◆ EXERCISE BRIEF ◆
Go through the entries and set each one down exactly.

(Records from a data collection)

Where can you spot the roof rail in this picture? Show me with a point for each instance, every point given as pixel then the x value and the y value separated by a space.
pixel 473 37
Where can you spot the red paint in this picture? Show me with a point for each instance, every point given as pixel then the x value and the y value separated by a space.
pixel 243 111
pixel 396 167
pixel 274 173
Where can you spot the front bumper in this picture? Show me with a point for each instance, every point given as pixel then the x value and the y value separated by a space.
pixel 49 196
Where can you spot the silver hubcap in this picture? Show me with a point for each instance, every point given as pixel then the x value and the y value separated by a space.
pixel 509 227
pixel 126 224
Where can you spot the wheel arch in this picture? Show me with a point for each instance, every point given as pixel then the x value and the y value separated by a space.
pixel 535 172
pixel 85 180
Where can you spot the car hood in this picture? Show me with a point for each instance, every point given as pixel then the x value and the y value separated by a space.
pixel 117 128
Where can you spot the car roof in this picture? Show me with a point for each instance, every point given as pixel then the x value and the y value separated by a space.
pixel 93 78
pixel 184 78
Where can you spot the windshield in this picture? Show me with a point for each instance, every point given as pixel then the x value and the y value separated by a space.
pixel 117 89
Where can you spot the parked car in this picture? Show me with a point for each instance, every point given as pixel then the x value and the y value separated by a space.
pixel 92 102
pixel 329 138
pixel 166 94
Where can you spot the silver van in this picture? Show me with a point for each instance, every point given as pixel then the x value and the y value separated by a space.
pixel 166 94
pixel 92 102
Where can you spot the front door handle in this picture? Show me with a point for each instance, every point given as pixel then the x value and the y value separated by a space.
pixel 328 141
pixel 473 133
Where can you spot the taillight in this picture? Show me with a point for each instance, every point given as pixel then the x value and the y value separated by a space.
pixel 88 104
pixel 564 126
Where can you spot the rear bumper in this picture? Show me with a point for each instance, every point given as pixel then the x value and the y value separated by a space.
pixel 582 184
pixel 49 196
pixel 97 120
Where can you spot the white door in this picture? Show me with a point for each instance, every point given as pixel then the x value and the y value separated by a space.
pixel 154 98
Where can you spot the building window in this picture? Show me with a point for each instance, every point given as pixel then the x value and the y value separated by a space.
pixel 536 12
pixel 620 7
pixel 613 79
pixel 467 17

◆ ANSWER SPACE ◆
Where can you spot the roof rail in this picture? Show me with a point for each instance, every point given as pixel then the x value and the y value separated by a space.
pixel 473 37
Where can you spot the red paint in this picture? Show me with a point for each instance, every point given as pixel then the x value and the y value separated by a space.
pixel 243 111
pixel 396 167
pixel 274 173
Where can you spot the front bumper in this picture? Show me with a point for each instance, every point given as pixel then the x value and the y value separated by a space.
pixel 49 196
Where can you spot the silver hubcap in this picture? Show me with a point for each instance, every point given as pixel then the x value and the y value separated by a space.
pixel 509 227
pixel 126 224
Where can you spot the wheel arch in this picture? Show me with a point for each instance, every point given as pixel then the x value and the y value separated by a space.
pixel 535 172
pixel 85 180
Where can you spot the car hood in this picture? Show me with a point for each instance, every point given as pixel then the x value and the y value separated by a space.
pixel 117 128
Where can you spot the car roof in this picture? Show me with a point for each instance, every point given as pixel then the x value and the y value separated by a space.
pixel 93 78
pixel 184 78
Where can you spot the windshield in this picture? Show me with a point for each instance, every point given as pixel then the x value and the y value separated by a space.
pixel 117 89
Where can you spot the parked car in this picture? Show me with a point for each instance, every point given as pixel then the x value and the y value separated by a space.
pixel 92 102
pixel 329 138
pixel 166 94
Where can you spot the silver van in this picture? Show me with a point for each instance, every point given as pixel then the x value and the y value separated by a space.
pixel 166 94
pixel 92 102
Where can you spot the front door handle in this picture? Show me with a point for each instance, every point given as pixel then the x value and the y value separated by a space.
pixel 328 141
pixel 473 133
Where can you spot the taillight in this picture? Show me with a point for each instance, every point given as pixel then the x value and the y value separated by a space.
pixel 88 104
pixel 564 126
Where can you spot the rear bumper in this picture? Show me with a point for each instance, every point given as pixel then the x value and the y value separated by a space.
pixel 582 184
pixel 49 196
pixel 97 120
Where can you spot the white door in this picture? Show me with a point for each instance, every point given as pixel then the x value and the y value separated by a space.
pixel 154 98
Where can you spot the building window in this picture? Show me with a point for each instance, every point given as pixel then the x value and the y value separated by a space.
pixel 536 12
pixel 620 7
pixel 613 79
pixel 467 17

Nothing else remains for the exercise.